# [WORK INSTRUCTIONS]
Quote verbatim the stretch of entries from the line containing "Where can the grass" through the end of the entries, omitting the pictures from your answer.

# [INPUT ROWS]
---

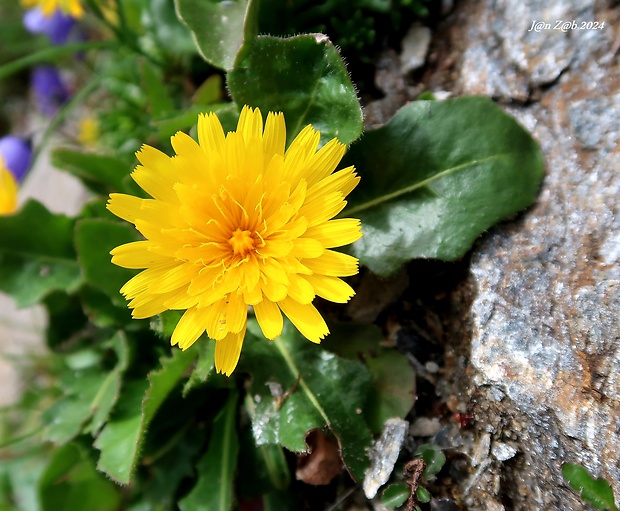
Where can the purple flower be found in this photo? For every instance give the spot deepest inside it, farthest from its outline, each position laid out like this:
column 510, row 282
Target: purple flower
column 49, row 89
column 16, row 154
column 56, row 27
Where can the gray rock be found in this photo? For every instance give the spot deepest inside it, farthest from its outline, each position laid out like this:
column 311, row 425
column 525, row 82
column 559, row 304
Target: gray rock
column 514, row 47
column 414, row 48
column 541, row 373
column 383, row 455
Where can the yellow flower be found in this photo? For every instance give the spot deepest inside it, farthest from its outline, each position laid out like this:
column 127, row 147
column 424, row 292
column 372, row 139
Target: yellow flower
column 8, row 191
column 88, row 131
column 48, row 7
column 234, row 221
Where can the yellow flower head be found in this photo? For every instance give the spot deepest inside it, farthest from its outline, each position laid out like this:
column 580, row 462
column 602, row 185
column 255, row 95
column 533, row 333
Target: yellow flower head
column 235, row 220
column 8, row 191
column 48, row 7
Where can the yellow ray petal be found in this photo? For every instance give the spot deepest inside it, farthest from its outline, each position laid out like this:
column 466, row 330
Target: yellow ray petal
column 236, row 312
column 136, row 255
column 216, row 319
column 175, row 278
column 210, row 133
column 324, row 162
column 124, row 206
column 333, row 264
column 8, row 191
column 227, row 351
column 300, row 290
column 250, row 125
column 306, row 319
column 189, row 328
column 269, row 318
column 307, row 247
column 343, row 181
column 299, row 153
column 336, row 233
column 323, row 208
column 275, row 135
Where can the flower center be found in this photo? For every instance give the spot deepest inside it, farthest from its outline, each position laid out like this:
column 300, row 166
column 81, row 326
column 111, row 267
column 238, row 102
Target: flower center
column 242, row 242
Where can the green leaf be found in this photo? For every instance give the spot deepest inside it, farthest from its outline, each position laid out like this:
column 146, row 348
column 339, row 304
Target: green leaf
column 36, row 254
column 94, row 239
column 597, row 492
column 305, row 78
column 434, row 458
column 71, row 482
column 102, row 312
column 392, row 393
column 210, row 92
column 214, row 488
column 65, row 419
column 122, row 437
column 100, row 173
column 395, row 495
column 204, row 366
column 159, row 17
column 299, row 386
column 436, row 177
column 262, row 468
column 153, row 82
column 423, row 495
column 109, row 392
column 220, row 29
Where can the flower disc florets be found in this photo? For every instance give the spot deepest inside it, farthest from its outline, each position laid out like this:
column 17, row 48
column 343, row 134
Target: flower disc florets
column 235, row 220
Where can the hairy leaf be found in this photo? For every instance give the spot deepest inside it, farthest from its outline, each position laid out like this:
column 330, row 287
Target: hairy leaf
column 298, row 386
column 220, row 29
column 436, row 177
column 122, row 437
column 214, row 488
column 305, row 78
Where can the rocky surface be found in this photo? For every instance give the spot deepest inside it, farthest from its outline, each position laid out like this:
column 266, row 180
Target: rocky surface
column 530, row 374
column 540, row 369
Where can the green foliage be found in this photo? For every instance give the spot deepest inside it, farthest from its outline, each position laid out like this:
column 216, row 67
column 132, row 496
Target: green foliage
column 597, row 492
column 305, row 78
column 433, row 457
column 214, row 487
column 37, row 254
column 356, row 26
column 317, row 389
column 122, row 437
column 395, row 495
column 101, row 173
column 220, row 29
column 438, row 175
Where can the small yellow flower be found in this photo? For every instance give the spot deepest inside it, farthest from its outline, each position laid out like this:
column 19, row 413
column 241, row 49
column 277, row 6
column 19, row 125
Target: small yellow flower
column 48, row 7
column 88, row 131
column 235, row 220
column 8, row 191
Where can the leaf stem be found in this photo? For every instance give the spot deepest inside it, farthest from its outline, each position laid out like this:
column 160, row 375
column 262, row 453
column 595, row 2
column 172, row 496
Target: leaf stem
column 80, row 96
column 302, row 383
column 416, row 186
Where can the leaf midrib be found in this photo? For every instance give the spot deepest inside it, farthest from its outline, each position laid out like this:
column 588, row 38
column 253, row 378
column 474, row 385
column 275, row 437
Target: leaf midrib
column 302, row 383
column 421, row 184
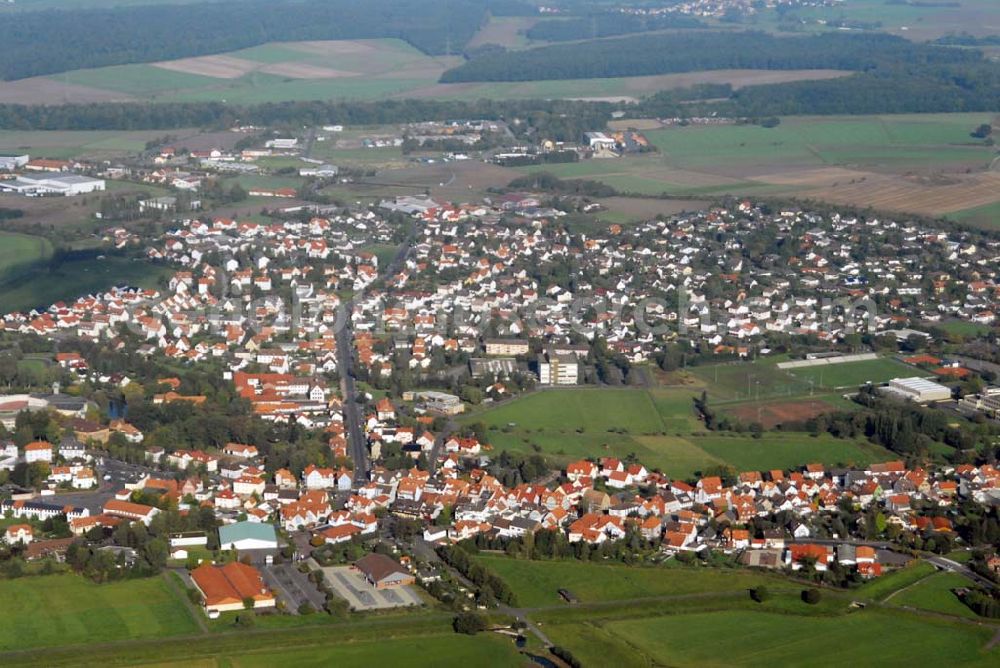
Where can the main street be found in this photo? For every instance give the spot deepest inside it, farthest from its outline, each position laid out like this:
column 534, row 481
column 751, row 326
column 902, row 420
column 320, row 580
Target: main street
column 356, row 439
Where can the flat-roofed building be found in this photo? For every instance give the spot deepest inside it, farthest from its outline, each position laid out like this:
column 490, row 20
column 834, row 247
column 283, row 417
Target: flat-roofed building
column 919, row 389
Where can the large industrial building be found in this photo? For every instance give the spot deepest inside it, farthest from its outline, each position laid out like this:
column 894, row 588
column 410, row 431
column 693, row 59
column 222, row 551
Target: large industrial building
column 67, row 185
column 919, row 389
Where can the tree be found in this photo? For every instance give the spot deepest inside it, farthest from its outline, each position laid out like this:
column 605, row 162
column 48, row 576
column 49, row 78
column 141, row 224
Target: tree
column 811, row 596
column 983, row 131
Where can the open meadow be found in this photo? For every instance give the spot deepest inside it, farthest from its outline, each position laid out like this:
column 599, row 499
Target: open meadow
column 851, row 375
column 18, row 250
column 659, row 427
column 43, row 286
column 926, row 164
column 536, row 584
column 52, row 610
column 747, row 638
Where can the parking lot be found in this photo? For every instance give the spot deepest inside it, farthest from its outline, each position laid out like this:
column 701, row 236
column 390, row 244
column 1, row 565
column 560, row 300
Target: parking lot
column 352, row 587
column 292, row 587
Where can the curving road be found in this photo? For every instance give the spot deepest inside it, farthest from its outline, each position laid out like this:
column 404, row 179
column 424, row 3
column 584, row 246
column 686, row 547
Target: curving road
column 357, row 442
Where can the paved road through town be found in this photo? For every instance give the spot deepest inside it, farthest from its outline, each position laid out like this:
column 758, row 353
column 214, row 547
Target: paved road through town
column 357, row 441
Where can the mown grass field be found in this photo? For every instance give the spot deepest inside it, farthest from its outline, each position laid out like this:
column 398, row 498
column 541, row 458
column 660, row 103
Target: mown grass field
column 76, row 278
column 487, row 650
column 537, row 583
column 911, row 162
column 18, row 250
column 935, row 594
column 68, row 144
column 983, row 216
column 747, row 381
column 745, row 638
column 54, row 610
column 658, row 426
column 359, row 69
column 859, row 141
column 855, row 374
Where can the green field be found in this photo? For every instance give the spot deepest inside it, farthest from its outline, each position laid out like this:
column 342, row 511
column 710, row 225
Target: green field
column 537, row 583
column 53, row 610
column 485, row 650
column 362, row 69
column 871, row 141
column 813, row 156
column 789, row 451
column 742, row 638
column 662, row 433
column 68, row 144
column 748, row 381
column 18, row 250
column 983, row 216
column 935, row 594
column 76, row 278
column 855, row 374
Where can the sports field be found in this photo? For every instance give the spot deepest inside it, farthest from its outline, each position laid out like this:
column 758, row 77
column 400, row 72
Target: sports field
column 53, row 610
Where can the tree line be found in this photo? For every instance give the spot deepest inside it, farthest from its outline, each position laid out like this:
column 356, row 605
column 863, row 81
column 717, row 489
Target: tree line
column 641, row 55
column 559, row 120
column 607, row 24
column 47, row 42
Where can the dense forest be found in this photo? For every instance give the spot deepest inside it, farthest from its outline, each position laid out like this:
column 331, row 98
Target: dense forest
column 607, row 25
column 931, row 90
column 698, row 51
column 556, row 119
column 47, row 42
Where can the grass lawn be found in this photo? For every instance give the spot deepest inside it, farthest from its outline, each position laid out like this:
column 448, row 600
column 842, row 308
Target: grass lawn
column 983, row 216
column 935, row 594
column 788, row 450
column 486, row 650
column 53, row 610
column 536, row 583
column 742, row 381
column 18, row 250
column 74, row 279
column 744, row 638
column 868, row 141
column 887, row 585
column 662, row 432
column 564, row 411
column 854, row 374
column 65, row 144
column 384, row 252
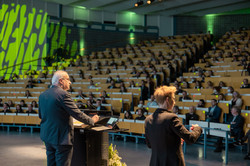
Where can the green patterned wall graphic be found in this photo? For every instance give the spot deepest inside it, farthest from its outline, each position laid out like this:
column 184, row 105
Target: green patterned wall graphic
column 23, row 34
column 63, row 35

---

# [RESULT]
Where can the grass lawn be found in this photo? For every instance give the spot deepest inside it, farthest from its outline, each position laid out like this:
column 448, row 600
column 842, row 308
Target: grass lawn
column 983, row 216
column 935, row 594
column 788, row 450
column 486, row 650
column 53, row 610
column 536, row 583
column 742, row 381
column 18, row 250
column 74, row 279
column 744, row 638
column 868, row 141
column 887, row 585
column 662, row 432
column 564, row 411
column 854, row 374
column 65, row 144
column 384, row 252
Where can the green patterned wall graphic be found in this photo? For every instance give the spot deepest inside it, farthest from its outline, each position laid out like this:
column 184, row 105
Target: green patterned wall graphic
column 23, row 34
column 63, row 35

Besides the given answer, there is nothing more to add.